◆ Task 1: According to the text about Equine Encephalosis Virus, in what year was the virus first isolated, and in which country?
◆ Task 2: Resume the article on Equine Encephalosis Virus after its last sentence.
:: Text shown ::
The spread of Equine Encephalosis Virus (EEV) beyond southern Africa serves as a warning of the risks of far more dangerous viruses spreading into new regions, according to the authors of a just-published review.
Equine encephalosis is a fever-inducing disease of horses transmitted by Culicoides biting midges.
The virus was first isolated from a horse in South Africa in 1967 and, until 2008, was believed to have been restricted to southern Africa.
In 2008–2009, the virus was isolated in Israel, after hundreds of horses across 60 premises fell ill with a fever, demonstrating its emergence in new regions.
Further testing of historic samples revealed that EEV had been spreading outside of South Africa since 2001, emerging in central Africa, the Middle East, and India.
“Although EEV normally does not cause severe clinical disease, it should be considered important since it may indicate the possible spread of other related, much more pathogenic viruses, such as African horse sickness virus,” Sharon Tirosh-Levy and Amir Steinman wrote in the journal Animals.
They cited the emergence and global spread of West Nile Virus as an example.
It should, they said, be a reminder not to limit the list of possible causes when facing a possible outbreak or a cluster of undiagnosed clinical cases.
In their review, the pair summarized current knowledge around EEV, including its clinical significance and how it infects horses.
Equine encephalosis was first described over a century ago by Sir Arnold Theiler as a mild form of African horse sickness, under the name “equine ephemeral fever”. The virus was first isolated in 1967 in South Africa from a Thoroughbred mare named Cascara, who died following a fever and neurological problems.
EEV is an orbivirus closely related to several other important pathogenic and emerging viruses affecting livestock, including bluetongue virus, African horse sickness virus, and epizootic hemorrhagic disease virus – all transmitted by Culicoides species.
Tirosh-Levy and Steinman said the clinical significance of EEV infection is difficult to determine but is probably low. Generally, it is associated with mild or subclinical disease in horses, with low death rates.
:::
:: Records provided ::
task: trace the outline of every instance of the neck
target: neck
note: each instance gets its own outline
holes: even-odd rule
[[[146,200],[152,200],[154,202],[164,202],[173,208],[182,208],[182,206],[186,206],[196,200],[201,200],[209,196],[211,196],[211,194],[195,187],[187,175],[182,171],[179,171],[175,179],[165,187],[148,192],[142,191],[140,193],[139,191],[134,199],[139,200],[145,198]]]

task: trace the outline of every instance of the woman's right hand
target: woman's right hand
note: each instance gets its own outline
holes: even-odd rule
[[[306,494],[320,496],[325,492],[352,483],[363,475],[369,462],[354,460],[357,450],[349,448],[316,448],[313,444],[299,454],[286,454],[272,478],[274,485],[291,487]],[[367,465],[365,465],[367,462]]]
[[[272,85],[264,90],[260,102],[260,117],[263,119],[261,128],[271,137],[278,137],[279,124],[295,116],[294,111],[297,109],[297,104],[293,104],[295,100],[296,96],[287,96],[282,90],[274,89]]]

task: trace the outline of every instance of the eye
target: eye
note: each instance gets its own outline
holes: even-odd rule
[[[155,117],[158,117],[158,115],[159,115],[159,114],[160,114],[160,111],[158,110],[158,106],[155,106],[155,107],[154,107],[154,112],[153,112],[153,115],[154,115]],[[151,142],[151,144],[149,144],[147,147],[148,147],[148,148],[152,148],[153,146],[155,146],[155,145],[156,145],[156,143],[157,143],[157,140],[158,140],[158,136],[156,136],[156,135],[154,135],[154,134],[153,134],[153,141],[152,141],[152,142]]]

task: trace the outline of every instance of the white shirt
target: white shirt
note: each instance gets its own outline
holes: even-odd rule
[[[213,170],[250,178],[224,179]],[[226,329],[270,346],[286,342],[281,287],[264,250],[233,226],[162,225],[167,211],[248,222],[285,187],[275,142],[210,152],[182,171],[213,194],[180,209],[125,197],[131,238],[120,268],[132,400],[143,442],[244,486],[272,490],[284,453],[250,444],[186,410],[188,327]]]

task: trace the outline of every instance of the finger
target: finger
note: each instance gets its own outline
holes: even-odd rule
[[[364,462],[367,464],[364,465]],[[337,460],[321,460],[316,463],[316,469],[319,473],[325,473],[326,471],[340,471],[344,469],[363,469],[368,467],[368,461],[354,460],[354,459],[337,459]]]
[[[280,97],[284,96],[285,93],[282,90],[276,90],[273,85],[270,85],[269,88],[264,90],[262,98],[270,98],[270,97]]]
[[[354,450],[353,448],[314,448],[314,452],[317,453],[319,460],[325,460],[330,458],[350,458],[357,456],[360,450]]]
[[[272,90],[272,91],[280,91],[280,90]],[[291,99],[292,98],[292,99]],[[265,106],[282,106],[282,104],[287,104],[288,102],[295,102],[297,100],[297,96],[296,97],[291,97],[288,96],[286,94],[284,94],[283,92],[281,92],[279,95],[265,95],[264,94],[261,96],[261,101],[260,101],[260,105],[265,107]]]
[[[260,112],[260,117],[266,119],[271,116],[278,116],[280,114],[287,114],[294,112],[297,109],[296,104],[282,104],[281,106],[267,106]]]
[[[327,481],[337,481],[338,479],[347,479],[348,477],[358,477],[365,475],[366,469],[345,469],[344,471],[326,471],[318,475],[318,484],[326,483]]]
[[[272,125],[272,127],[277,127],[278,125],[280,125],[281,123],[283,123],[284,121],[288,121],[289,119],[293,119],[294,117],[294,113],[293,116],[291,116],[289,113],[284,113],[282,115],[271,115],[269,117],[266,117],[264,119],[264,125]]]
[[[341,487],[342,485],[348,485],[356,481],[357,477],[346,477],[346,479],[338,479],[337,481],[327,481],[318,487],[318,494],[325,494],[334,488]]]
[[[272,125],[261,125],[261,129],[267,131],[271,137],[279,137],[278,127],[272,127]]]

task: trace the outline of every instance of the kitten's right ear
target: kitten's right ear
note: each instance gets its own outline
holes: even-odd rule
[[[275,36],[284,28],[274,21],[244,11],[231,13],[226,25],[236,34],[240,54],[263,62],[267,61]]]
:::
◆ Final answer 1: It was first isolated in 1967 in South Africa.

◆ Final answer 2:
Characteristic clinical signs in symptomatic horses tend to involve a short period (typically two to five days) of fluctuating fever and poor appetite, sometimes accompanied by a racing heart and rapid breathing. There is no evidence it can spread to other species.
They said the name “equine encephalosis” is misleading, as the disease is not primarily neurologic.
The clinical signs are non-specific, they said, and could be easily confused with that of other viruses.
No specific treatment is available against the virus. Most symptomatic cases recover with no complications. Supportive treatment may be given to decrease fever and inflammation or to relieve other clinical signs. No vaccine is available.
EEV is considered non-contagious, and prevention strategies mainly focus on reducing exposure to Culicoides midges.
“Although EEV is probably not of major clinical importance, its emergence in areas outside southern Africa may precede the spread of other, closely related, Culicoides-borne pathogens, such as African horse sickness virus and bluetongue virus,” they concluded.
“For the time being, the virus has been reported from southern and central Africa, Israel, and India but has not spread to moderate climate countries in Europe or the Americas.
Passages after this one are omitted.